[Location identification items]
--------------------------------
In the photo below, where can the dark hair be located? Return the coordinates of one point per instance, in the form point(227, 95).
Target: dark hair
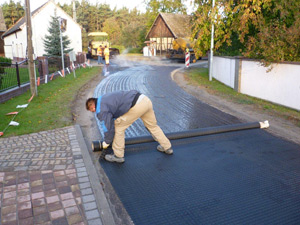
point(89, 102)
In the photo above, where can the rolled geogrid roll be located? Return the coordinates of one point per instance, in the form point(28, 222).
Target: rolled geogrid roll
point(200, 132)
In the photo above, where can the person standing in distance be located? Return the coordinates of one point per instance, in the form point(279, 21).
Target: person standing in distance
point(100, 54)
point(117, 111)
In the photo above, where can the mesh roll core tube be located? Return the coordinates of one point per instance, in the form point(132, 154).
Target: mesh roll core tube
point(199, 132)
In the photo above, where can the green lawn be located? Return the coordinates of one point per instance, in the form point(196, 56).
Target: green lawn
point(50, 109)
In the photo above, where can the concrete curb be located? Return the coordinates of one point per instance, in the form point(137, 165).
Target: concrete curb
point(102, 203)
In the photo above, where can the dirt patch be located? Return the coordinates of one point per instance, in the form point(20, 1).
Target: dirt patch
point(279, 127)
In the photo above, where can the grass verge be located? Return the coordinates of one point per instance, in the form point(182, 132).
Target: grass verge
point(199, 77)
point(51, 109)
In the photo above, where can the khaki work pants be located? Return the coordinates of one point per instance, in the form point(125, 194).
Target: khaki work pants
point(143, 110)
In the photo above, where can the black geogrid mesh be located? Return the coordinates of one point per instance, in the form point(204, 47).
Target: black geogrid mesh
point(243, 177)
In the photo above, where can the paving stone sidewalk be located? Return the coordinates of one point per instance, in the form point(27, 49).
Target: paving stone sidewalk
point(44, 180)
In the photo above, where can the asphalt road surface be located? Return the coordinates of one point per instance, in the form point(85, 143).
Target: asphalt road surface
point(240, 177)
point(175, 109)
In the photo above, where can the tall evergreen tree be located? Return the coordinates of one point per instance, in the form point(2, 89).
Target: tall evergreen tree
point(52, 41)
point(12, 12)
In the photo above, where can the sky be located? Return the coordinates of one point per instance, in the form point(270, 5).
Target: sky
point(130, 4)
--------------------------------
- [STATED PROBLEM]: Can you reproduce every line from the start of the rows up to and including the line with "point(175, 109)", with the requests kept, and shift each coordinate in the answers by adding 78 to it? Leave the numbers in the requests and their sample points unchanged, and omit the pictures.

- [OUTPUT FOR THIS TASK]:
In the photo below, where can the dark hair be located? Return the coordinates of one point per instance, in the form point(227, 95).
Target: dark hair
point(167, 180)
In the photo above, where can the rolled geogrid roll be located? Return the coordinates of one point per instance, in the form point(28, 222).
Target: rolled geogrid roll
point(278, 210)
In the photo above, where can the person standing in distance be located? Return the coordinates of one point per instance, in the form point(279, 21).
Target: person standing in distance
point(178, 132)
point(195, 189)
In the photo above, where can the mesh roll core tube be located? Return the coordinates of one point per instance, in the form point(132, 154).
Target: mesh roll core tube
point(277, 210)
In the photo above, where can the green lawn be located? Return the coordinates of one point per instance, in the form point(196, 56).
Target: green lawn
point(128, 187)
In the photo above, where can the concrete curb be located? Return the coordinates of one point per instance, in the form point(137, 165).
Target: concrete curb
point(180, 281)
In the photo above, where can the dirt patch be located? Return the coordinates of one point per instance, in the form point(20, 1).
Target: dirt patch
point(357, 205)
In the photo above, where can the grass verge be located? Return the coordinates of one point per instance, in the form point(182, 132).
Target: grass verge
point(277, 155)
point(129, 187)
In the photo above, where can the khaki work pants be located? Return the coordinates of one point per instance, in the form point(125, 194).
Target: khaki work pants
point(221, 188)
In the photo above, where can the black geogrid mesh be located? Return the coordinates of one point per instance, in the form point(204, 47).
Target: black geogrid mesh
point(321, 255)
In the photo above, where can the paving stone sidewalk be located? Return the coordinates of one point per instance, in the form point(27, 49).
Target: paving stone sidewalk
point(122, 258)
In the photo above, where can the asphalt road surface be located? Return the coordinates of one point per instance, in the form point(85, 143).
Target: asphalt road surface
point(318, 255)
point(253, 187)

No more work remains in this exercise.